*Brief:*
Gather every line of the material below that contains the word "branch", and list those lines in the order they appear.

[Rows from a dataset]
________________

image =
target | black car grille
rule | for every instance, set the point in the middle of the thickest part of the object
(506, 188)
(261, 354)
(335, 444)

________________

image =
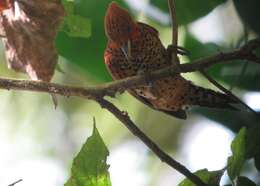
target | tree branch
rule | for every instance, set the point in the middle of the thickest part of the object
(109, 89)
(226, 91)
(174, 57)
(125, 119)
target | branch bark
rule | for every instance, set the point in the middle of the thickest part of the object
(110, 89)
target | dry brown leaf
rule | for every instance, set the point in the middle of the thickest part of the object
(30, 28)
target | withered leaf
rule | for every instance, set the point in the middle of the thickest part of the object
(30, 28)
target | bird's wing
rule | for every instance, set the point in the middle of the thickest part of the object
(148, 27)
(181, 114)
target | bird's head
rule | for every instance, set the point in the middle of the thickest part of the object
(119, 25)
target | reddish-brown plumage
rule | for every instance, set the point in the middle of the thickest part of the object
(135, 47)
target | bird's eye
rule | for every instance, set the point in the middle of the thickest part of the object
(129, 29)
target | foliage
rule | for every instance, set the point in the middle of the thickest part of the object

________________

*Exercise response:*
target | tree branch
target | branch bark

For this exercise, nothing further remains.